* _Supplied data_
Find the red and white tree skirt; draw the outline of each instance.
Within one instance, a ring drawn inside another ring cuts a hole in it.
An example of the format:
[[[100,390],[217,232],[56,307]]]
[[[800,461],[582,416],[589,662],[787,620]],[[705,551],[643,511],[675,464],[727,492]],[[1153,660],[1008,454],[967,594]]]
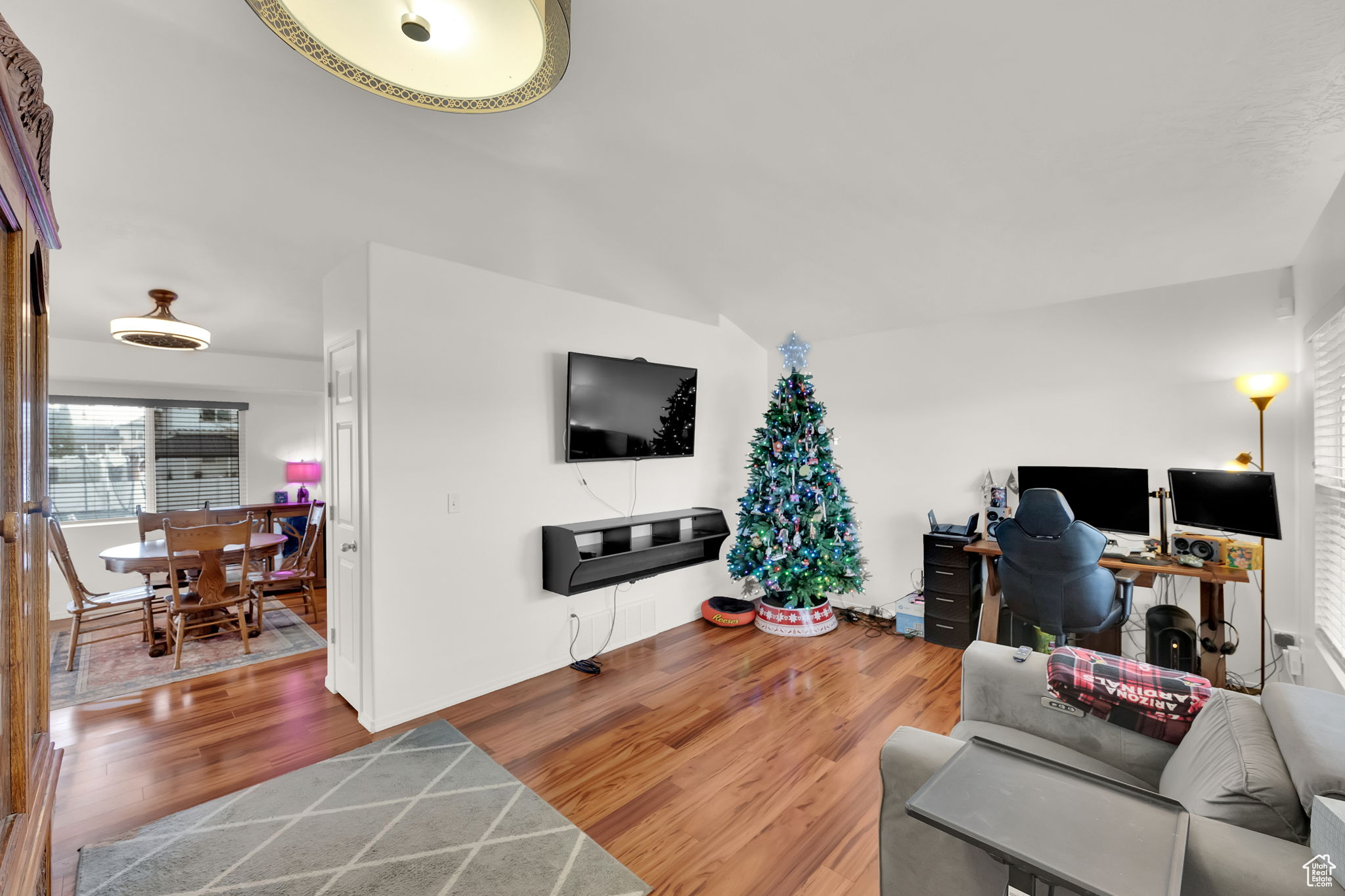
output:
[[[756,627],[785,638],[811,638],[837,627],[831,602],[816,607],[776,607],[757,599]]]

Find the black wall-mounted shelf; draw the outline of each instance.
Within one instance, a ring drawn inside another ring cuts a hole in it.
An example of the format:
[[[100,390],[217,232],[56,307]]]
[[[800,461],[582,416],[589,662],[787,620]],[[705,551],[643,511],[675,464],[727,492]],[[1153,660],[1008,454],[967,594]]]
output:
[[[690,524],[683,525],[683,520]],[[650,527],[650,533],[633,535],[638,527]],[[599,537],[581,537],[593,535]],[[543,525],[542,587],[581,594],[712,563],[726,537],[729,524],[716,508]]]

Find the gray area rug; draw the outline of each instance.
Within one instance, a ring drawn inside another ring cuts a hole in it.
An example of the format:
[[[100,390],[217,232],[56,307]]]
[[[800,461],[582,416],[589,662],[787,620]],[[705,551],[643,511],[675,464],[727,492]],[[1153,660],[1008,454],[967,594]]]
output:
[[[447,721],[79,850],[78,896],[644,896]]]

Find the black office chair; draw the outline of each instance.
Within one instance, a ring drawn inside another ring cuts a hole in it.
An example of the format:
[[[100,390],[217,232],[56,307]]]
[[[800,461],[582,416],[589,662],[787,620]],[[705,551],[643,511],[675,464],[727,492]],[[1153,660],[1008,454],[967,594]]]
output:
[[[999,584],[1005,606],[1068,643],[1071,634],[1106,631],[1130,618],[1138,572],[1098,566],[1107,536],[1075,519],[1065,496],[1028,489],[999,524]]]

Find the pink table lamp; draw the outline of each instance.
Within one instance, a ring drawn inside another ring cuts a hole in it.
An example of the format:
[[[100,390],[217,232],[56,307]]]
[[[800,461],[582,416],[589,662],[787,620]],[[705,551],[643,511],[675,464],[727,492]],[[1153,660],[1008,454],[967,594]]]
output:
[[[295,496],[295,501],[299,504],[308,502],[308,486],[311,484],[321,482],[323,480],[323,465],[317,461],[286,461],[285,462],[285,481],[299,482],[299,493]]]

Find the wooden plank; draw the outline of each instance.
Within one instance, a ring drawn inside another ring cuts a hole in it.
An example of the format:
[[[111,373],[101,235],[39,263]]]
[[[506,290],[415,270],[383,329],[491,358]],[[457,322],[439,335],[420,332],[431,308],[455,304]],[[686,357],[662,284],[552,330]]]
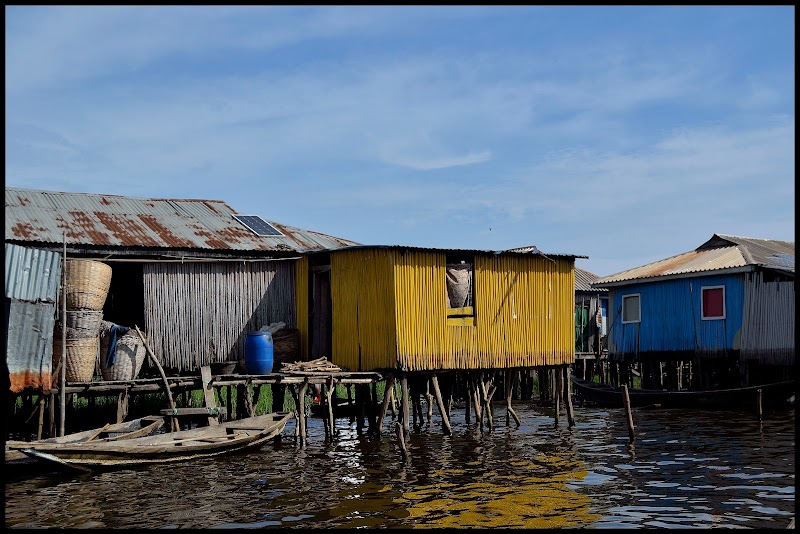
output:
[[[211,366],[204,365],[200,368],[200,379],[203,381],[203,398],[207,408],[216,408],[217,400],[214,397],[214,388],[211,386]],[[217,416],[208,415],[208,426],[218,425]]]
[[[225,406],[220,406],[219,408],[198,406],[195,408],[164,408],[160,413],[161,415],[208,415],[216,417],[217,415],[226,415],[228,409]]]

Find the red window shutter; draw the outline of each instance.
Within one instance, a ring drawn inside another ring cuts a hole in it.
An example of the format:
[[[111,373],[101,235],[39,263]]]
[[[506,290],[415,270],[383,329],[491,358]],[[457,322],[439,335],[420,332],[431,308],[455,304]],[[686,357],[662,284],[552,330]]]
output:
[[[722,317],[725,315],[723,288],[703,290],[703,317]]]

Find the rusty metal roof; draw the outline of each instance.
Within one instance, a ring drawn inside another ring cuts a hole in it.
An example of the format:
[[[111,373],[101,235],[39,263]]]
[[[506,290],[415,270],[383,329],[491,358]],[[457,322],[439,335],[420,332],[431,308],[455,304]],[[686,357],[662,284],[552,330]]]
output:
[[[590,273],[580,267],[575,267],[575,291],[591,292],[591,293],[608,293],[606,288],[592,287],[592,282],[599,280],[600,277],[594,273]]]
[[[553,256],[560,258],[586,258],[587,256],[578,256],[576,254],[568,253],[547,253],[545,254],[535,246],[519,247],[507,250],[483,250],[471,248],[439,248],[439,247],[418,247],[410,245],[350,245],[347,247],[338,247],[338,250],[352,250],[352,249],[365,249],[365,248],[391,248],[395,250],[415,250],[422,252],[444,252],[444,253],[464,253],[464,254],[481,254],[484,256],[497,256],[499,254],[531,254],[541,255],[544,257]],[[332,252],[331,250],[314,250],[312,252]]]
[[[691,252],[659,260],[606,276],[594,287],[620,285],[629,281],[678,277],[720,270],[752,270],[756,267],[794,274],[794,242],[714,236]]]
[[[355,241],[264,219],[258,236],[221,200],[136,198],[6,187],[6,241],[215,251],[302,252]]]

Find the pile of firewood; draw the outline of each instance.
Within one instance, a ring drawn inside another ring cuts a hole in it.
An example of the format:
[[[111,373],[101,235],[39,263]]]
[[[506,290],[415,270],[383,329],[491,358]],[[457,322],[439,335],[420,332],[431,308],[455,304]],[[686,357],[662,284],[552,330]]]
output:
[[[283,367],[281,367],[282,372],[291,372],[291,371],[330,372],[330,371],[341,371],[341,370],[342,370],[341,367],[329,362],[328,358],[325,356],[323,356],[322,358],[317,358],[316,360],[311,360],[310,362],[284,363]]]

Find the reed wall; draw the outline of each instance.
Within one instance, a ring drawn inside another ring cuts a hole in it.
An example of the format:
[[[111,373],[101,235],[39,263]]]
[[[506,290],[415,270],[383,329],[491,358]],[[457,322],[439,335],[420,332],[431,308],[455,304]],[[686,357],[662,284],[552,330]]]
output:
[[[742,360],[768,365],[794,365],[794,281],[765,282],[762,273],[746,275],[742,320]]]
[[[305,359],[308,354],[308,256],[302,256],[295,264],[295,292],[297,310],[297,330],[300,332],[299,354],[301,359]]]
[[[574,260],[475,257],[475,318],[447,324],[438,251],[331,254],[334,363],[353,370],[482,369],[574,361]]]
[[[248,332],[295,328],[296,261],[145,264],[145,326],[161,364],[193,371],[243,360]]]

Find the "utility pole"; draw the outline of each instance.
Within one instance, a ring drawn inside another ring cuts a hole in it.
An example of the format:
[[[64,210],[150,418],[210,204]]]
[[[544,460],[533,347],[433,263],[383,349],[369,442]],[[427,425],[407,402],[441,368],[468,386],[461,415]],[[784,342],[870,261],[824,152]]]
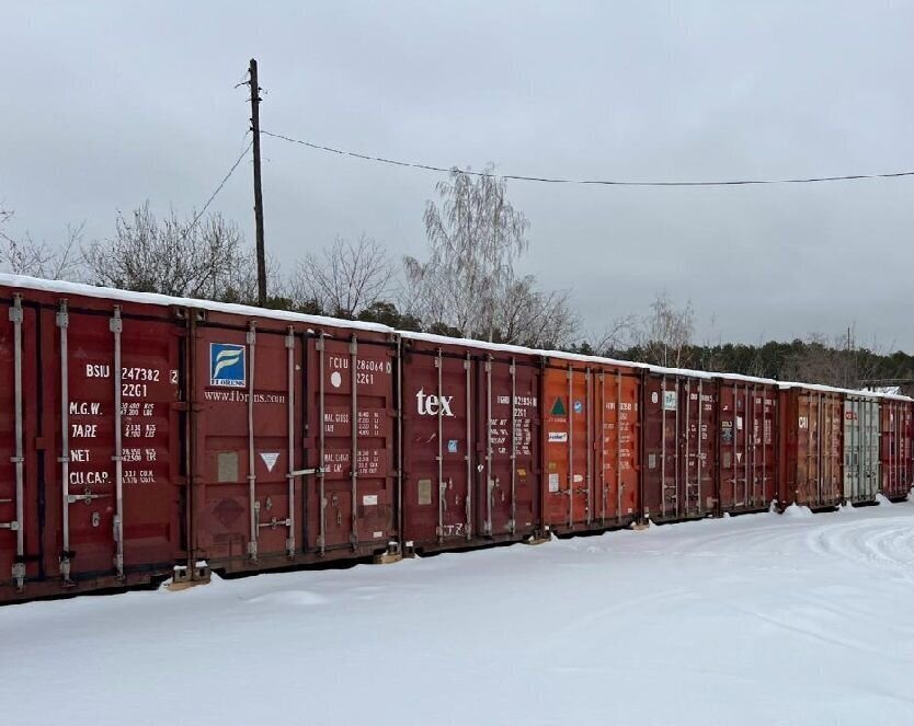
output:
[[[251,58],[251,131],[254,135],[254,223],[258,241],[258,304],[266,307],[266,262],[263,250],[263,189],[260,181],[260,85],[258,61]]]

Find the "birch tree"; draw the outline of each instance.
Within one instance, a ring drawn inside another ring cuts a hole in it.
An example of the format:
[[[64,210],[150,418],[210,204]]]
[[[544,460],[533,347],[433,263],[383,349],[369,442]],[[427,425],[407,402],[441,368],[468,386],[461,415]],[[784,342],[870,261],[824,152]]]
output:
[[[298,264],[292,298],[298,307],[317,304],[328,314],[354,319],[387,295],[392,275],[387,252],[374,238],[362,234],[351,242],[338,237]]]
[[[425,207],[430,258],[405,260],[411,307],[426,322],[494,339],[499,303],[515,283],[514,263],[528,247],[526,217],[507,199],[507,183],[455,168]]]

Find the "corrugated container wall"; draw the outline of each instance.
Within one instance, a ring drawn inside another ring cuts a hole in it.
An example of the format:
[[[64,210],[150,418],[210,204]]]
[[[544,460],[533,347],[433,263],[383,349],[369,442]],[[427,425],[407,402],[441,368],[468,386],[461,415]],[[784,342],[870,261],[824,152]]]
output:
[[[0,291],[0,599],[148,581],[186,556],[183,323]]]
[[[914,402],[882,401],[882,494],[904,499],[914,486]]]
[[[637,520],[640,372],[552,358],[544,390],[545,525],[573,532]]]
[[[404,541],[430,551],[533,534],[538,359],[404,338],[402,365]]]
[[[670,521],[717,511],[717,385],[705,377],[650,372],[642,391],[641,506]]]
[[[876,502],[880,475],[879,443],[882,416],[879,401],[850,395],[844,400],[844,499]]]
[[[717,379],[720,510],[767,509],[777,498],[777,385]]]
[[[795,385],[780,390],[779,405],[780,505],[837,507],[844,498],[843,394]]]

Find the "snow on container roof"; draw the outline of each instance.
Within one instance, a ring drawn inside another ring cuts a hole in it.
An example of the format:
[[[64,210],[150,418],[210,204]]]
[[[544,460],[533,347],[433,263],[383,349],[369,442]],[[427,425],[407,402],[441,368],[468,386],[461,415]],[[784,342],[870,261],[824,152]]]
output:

* _What is needed_
Pull out each line of the listing in which the word "black" appears, and copy those lines.

* _Worked answer_
Find the black wall-mounted shelf; draw the outline of each instance.
Find the black office chair; draw the outline of each instance.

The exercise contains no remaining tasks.